══ EXERCISE INPUT ══

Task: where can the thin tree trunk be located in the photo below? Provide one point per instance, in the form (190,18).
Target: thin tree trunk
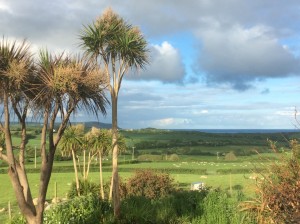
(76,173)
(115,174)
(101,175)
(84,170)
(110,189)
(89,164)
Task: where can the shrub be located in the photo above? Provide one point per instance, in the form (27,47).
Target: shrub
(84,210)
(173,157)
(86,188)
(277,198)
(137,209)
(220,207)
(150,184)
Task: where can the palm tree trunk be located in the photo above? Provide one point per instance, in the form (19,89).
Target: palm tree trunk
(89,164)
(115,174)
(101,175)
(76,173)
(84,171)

═══

▸ WHAT IS BEING ASKED
Please set down every line of the listing verbatim, excluding its pictures.

▸ RESULT FOR THIS TASK
Task: where can the thin tree trunk be located in the photo below? Provide one point per instance, in the form (190,18).
Target: thin tree trunk
(76,173)
(115,174)
(101,175)
(84,170)
(110,189)
(89,164)
Task: where can the shrub be located in the photo above? Provide one point per instance, in the form (27,47).
Target: shrub
(84,210)
(173,157)
(86,188)
(277,198)
(137,209)
(220,207)
(150,184)
Task: where can the palm tree trunk be located in the photo above? Provide one point per instance, in the form (19,89).
Target: palm tree trunk
(89,164)
(115,174)
(101,175)
(76,173)
(84,171)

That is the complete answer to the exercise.